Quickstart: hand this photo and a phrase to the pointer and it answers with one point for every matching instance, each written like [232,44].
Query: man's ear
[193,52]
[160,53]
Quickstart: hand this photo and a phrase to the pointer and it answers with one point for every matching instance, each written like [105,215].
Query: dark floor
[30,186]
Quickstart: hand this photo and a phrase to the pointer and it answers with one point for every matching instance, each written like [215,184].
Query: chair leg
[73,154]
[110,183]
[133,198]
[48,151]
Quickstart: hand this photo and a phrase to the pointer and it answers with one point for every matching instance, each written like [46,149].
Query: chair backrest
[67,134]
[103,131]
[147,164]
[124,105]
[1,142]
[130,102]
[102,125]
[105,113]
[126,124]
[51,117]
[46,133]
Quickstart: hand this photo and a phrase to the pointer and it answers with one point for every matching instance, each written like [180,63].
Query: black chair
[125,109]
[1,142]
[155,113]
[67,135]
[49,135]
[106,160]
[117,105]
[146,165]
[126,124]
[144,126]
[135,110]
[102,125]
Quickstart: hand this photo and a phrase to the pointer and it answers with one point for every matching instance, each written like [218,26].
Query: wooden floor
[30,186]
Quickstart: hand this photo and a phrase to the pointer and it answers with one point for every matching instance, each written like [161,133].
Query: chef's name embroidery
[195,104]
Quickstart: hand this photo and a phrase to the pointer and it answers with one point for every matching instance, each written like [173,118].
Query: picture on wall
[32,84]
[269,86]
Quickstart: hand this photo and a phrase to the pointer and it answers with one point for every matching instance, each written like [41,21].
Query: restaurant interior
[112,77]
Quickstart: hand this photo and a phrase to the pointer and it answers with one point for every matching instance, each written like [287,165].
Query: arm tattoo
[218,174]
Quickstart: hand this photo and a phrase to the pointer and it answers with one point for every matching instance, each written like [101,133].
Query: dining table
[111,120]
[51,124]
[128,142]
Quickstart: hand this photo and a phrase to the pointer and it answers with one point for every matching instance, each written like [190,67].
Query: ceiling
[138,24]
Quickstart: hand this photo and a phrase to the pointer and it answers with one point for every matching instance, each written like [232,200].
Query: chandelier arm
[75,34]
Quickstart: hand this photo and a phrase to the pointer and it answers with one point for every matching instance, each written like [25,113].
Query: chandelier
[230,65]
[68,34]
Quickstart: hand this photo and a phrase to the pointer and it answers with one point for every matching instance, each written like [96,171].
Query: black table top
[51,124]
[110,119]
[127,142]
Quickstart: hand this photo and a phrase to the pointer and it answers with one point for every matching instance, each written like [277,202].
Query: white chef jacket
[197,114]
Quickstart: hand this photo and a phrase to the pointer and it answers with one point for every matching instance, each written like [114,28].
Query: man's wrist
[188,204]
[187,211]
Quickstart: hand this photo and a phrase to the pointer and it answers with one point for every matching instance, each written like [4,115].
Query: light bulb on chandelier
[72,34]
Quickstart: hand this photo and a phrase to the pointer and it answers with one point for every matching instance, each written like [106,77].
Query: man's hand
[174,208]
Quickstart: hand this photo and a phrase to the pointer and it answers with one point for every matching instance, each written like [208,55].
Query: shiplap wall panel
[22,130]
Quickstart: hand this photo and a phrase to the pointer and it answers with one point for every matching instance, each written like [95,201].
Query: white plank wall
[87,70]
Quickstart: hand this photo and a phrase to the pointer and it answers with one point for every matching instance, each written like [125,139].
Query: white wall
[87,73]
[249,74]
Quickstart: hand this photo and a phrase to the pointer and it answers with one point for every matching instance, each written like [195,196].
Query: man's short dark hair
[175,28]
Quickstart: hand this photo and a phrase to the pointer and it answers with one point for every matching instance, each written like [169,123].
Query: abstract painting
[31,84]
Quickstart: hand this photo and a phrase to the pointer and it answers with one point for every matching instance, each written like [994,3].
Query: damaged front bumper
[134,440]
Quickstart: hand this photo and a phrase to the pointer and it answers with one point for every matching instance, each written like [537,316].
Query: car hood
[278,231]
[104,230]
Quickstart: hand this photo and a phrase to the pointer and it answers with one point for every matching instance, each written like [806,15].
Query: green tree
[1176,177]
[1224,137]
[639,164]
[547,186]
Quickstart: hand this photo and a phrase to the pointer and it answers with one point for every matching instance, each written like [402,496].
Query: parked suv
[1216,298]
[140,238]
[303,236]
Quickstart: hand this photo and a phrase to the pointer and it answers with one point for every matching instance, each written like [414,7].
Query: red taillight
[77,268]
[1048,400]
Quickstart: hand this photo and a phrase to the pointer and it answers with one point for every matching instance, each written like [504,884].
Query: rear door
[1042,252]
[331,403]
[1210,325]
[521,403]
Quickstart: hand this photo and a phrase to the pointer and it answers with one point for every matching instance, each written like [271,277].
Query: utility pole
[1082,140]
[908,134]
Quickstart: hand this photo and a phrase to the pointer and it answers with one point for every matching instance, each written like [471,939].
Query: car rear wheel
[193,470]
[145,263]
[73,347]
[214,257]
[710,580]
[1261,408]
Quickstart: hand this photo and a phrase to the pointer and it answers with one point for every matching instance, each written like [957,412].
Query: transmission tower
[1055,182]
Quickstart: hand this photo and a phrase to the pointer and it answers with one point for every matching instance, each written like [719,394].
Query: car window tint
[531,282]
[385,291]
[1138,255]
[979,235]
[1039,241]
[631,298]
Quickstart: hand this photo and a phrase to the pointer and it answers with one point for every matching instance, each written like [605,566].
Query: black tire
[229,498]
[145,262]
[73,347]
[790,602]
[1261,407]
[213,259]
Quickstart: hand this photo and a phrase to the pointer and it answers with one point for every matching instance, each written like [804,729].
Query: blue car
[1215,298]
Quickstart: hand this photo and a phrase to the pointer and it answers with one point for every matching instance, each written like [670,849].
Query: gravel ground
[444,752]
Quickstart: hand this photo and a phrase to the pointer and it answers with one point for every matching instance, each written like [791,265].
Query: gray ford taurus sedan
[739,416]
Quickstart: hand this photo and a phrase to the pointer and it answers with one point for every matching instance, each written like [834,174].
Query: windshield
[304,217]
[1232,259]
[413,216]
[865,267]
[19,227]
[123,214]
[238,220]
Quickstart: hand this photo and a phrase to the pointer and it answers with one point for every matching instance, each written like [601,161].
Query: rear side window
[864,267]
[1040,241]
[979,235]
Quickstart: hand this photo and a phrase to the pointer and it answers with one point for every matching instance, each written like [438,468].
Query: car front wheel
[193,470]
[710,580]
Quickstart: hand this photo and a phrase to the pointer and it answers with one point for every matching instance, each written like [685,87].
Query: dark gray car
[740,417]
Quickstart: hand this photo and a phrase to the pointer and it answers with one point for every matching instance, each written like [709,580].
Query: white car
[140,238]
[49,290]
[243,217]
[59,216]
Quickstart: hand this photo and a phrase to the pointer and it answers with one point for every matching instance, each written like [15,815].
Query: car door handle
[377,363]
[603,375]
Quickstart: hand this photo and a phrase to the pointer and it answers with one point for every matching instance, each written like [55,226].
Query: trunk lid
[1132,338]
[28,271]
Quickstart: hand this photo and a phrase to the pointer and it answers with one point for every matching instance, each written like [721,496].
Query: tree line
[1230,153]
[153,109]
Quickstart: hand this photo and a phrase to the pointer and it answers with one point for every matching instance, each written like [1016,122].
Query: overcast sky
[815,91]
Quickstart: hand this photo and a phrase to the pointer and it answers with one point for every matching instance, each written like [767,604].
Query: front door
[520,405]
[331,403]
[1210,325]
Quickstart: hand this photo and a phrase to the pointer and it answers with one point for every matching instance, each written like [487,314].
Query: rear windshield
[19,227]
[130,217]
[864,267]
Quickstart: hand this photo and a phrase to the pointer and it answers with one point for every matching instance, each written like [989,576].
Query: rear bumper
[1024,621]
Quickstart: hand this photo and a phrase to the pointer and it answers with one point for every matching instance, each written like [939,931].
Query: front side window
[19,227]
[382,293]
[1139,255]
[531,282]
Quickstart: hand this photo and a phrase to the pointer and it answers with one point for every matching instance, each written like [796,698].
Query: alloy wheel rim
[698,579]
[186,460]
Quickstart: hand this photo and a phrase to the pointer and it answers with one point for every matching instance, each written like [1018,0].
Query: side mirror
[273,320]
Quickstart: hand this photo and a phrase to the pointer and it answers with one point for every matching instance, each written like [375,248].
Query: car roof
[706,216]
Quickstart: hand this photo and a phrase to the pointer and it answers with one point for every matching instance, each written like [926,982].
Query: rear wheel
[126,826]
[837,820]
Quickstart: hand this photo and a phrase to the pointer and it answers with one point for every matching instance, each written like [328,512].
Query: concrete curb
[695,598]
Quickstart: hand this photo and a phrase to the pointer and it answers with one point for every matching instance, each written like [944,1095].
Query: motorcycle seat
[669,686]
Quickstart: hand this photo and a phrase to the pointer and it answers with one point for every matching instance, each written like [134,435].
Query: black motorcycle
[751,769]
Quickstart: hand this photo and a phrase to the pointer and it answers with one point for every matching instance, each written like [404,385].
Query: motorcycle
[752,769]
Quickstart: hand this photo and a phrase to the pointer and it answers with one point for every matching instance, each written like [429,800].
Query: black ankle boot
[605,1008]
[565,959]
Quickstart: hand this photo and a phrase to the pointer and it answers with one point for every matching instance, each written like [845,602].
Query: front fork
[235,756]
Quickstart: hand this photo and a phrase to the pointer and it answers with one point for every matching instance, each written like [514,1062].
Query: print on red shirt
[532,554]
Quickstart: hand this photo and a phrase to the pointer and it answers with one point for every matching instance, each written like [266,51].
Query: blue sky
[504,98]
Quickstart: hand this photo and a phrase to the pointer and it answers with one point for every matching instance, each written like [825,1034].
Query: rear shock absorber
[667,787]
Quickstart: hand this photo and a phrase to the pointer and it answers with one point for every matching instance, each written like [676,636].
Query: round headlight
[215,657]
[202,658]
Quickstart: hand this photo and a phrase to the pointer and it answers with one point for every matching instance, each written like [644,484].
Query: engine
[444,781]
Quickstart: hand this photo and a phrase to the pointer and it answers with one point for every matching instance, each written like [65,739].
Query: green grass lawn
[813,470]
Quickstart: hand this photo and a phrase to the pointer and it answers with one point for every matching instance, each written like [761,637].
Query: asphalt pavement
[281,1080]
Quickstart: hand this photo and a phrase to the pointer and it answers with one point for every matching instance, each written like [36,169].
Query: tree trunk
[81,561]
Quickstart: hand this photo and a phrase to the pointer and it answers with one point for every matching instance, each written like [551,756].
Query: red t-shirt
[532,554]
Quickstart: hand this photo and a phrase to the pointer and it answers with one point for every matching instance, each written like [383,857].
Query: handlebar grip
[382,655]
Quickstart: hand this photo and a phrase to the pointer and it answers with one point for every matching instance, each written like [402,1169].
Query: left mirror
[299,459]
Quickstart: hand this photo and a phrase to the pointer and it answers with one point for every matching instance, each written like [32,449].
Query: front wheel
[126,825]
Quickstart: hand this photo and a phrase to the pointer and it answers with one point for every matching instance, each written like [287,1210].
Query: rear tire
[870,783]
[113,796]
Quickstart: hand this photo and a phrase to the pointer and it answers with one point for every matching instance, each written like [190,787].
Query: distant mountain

....

> **Aim of the exercise**: Quote, word for word, every line starting at the one that contains "written like [551,756]." and ending with the final line of the entries.

> **Result of the task**:
Quickstart: hand this photo and a phrase to the pointer and it answers with one point for every matching instance, each written like [551,756].
Query: red t-shirt
[532,554]
Quickstart: hand this photo and a phrase to the pointer and it answers with one point for every matching instance, each written like [383,857].
Query: handlebar grip
[382,655]
Quickstart: hand this photo and a phrase to the pointer and it answers with one point for every matching instance, each written like [402,1169].
Query: left mirror
[299,459]
Quickstart: hand this photo and a phrase to the pointer and it answers with one point for every matching instance, each written like [32,449].
Query: front wheel
[126,825]
Quickstart: hand this photo and a phrase to the pointer and it answers with one point for every matching instance, each written like [287,1210].
Query: rear tire
[870,783]
[113,796]
Quickstart: hand this photo and a phrase to the pointer and it answers with one point for every matching instance, each written like [190,787].
Query: distant mountain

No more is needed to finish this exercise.